START Given records

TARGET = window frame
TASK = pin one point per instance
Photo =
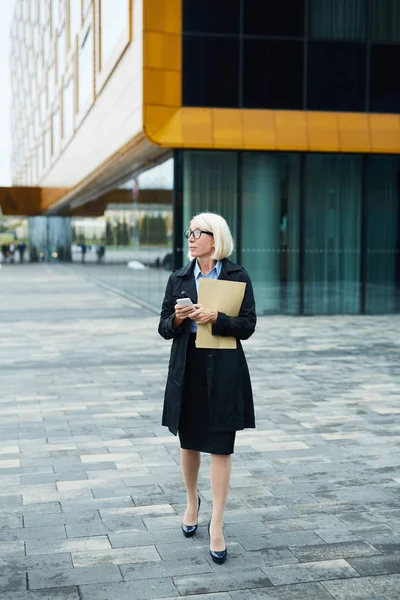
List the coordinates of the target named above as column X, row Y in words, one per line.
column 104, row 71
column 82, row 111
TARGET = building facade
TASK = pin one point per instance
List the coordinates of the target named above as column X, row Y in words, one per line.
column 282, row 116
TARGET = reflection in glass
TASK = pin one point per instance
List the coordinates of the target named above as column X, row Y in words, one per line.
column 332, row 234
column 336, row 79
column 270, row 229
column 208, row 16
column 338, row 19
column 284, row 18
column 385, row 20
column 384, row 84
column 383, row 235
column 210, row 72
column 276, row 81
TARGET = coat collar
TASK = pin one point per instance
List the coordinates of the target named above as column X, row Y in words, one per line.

END Given records
START Given records

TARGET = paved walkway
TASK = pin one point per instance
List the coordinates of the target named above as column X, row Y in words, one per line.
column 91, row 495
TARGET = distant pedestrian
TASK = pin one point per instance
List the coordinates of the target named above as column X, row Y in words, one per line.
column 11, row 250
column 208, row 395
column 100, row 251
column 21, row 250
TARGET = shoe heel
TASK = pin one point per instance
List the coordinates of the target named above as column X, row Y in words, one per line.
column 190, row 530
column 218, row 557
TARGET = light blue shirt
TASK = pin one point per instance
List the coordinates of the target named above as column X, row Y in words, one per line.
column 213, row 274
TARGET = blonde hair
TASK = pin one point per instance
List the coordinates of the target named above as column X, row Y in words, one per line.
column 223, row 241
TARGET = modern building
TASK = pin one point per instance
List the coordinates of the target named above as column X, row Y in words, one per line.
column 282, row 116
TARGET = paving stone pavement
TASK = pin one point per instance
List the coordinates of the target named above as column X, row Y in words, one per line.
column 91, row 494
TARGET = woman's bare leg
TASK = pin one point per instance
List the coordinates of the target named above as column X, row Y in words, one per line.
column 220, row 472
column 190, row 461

END Given records
START Given records

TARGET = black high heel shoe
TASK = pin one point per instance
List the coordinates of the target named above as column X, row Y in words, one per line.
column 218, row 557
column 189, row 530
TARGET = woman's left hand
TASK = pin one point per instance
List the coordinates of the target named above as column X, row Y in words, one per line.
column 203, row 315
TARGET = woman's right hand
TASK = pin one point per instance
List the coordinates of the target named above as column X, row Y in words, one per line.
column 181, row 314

END Given records

--- What the task requires ---
Among the lines of the records, copy out each one that contains the word "hand".

--- Response to this task ---
TARGET = woman's left hand
TARGET = woman's right hand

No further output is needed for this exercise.